Excerpt –
(Reuters) – Venus Williams might have been overshadowed by the exploits of her younger sister Serena as a player, but the towering American’s place in women’s tennis history will extend far beyond her seven Grand Slam singles titles.
FILE PHOTO: Venus Williams of the U.S. celebrates with the Rosewater Dish after winning the Wimbledon title, July 2, 2005. REUTERS/Kieran Doherty
The elder Williams sister blazed on to the tennis scene in the late 1990s and dominated with her power and athleticism in 2000 and 2001, winning two Wimbledon and U.S. Open titles plus Olympic gold medals in singles and doubles.
The No.1 ranking followed in February, 2002, and Venus then reached four successive Grand Slam singles finals from the 2002 French Open to the Australian Open in 2003 but on each occasion ended up losing to her sister Serena.
The sisters contested nine Grand Slam singles finals, with Serena winning seven. The pair have also won 14 Grand Slam women’s doubles titles and three Olympic gold medals in doubles.
With her powerful all-court game and big serves tailor made for the All England Club grass courts, Venus won her fifth Wimbledon trophy and last Grand Slam singles title in 2008 when she bested Serena.
Her last appearance in a major final also came in south-west London in 2017 when she lost to Spaniard Garbine Muguruza.
Wimbledon was also where Williams, who was diagnosed with the autoimmune, fatigue-inducing illness Sjogren’s Syndrome in 2011, did much in the struggle for equality in her sport.

Data records –
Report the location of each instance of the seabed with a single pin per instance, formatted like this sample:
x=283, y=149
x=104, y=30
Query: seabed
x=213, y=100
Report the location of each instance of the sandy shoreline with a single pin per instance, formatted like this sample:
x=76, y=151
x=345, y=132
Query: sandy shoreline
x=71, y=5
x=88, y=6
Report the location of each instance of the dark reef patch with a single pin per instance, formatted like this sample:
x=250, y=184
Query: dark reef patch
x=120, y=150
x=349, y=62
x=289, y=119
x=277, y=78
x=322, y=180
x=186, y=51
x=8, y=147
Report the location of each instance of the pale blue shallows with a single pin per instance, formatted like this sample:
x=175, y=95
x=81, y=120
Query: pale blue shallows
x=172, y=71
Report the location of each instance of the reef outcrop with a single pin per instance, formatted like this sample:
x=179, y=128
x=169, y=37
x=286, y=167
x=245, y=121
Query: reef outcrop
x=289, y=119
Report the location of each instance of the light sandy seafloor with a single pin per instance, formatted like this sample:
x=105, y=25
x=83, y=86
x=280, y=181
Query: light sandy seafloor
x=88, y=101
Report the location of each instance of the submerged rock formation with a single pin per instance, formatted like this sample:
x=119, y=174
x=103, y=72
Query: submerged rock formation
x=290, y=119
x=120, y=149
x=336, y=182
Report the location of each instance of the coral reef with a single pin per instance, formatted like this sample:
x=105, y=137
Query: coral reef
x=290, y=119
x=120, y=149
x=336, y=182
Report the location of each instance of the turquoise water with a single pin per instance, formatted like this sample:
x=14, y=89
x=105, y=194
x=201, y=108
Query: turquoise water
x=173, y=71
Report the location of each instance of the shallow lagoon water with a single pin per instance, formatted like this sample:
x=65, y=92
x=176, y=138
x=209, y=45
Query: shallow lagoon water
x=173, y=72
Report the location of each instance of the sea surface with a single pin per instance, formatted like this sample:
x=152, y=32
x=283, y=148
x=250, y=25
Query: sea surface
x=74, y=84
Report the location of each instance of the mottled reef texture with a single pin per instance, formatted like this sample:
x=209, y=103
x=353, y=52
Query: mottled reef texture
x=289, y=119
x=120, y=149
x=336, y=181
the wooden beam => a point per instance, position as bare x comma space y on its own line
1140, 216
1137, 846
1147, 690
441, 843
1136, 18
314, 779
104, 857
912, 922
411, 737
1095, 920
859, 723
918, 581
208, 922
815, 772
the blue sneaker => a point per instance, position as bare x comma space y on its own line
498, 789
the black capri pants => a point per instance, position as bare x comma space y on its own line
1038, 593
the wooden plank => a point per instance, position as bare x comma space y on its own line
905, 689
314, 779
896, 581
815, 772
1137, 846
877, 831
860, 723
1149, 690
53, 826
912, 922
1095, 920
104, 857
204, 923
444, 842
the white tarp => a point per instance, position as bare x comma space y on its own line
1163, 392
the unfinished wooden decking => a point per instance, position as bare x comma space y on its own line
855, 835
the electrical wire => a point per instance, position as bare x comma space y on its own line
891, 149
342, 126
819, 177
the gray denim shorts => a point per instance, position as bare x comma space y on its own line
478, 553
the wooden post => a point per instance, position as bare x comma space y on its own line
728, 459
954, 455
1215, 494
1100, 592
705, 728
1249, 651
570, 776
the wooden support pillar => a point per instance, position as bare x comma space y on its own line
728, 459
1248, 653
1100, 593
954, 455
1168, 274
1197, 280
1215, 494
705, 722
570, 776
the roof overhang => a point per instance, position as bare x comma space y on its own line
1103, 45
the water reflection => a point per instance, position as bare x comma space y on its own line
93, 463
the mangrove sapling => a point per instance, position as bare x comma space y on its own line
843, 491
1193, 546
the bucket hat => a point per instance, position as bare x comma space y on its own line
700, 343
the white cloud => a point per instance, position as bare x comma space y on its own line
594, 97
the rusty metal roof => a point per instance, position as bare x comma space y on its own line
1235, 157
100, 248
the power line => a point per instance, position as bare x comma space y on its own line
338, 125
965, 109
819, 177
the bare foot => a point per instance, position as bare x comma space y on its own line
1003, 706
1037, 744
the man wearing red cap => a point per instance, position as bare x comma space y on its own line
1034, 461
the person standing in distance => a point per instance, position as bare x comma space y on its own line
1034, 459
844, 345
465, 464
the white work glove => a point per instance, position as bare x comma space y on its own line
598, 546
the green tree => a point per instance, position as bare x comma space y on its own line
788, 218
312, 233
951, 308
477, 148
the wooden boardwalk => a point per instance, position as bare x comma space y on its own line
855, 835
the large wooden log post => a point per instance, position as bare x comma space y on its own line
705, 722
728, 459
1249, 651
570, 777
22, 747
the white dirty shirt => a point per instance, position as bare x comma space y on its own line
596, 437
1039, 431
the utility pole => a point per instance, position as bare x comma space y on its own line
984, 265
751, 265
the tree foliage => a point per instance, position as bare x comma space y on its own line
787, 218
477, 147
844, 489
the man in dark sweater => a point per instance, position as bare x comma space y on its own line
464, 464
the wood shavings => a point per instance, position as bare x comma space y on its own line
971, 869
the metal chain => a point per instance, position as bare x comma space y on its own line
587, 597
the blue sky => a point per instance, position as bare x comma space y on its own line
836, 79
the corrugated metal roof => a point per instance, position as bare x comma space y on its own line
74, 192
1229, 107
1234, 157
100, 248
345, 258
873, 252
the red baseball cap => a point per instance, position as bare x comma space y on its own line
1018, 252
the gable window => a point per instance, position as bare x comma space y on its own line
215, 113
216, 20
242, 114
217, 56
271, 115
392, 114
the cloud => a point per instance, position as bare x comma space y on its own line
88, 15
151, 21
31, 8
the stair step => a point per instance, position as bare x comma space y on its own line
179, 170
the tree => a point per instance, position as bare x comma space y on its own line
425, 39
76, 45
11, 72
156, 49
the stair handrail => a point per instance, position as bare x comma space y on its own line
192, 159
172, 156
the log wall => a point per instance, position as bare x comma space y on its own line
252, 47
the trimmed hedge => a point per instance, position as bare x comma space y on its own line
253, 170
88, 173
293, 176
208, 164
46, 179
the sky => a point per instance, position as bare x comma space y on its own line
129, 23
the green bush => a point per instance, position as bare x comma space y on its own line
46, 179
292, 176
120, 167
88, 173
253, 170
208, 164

Exercise requirements –
Reproduce the full text of the Reuters article about Venus Williams above, word for word.

Worked solution –
(Reuters) – Venus Williams might have been overshadowed by the exploits of her younger sister Serena as a player, but the towering American’s place in women’s tennis history will extend far beyond her seven Grand Slam singles titles.
FILE PHOTO: Venus Williams of the U.S. celebrates with the Rosewater Dish after winning the Wimbledon title, July 2, 2005. REUTERS/Kieran Doherty
The elder Williams sister blazed on to the tennis scene in the late 1990s and dominated with her power and athleticism in 2000 and 2001, winning two Wimbledon and U.S. Open titles plus Olympic gold medals in singles and doubles.
The No.1 ranking followed in February, 2002, and Venus then reached four successive Grand Slam singles finals from the 2002 French Open to the Australian Open in 2003 but on each occasion ended up losing to her sister Serena.
The sisters contested nine Grand Slam singles finals, with Serena winning seven. The pair have also won 14 Grand Slam women’s doubles titles and three Olympic gold medals in doubles.
With her powerful all-court game and big serves tailor made for the All England Club grass courts, Venus won her fifth Wimbledon trophy and last Grand Slam singles title in 2008 when she bested Serena.
Her last appearance in a major final also came in south-west London in 2017 when she lost to Spaniard Garbine Muguruza.
Wimbledon was also where Williams, who was diagnosed with the autoimmune, fatigue-inducing illness Sjogren’s Syndrome in 2011, did much in the struggle for equality in her sport.